(Excerpts of pointing data)
◇ ◇ ◇ ◇ ◇

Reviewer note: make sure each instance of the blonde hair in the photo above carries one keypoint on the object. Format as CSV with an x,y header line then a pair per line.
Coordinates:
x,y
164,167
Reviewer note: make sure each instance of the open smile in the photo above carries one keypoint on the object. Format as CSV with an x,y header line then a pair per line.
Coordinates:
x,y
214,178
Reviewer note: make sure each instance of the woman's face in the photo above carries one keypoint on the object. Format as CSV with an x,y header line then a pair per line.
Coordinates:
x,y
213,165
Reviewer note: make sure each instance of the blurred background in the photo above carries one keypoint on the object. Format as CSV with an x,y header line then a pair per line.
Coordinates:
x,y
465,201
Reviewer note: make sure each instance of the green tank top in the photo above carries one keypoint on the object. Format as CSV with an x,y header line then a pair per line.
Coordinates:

◇ ◇ ◇ ◇ ◇

Could you change every "Reviewer note" in the records above to "Annotator note" and leave all the other text as it is?

*In response*
Annotator note: make sure each instance of the blonde hair in the photo above carries one keypoint on the object. Format as CSV with an x,y header line then a pair per line.
Coordinates:
x,y
164,167
Annotator note: make sure each instance of the open smile in the photo above carries one keypoint on the object. Format as CSV with an x,y header line then a pair per line.
Coordinates:
x,y
214,178
Annotator note: make sure each instance of the woman's face in the photo above carries one keypoint on the object. Format as CSV with an x,y header line then a pair per line.
Coordinates:
x,y
213,165
Annotator note: make sure each instance of the blurred background in the photo above carries one keypoint on the object. Format as CSV with an x,y header line then a pair per line.
Coordinates:
x,y
465,201
Annotator note: make sure each instance of the green tank top in the photo above carries one keypoint on the object. Format as CSV with an x,y header line then a pair per line.
Coordinates:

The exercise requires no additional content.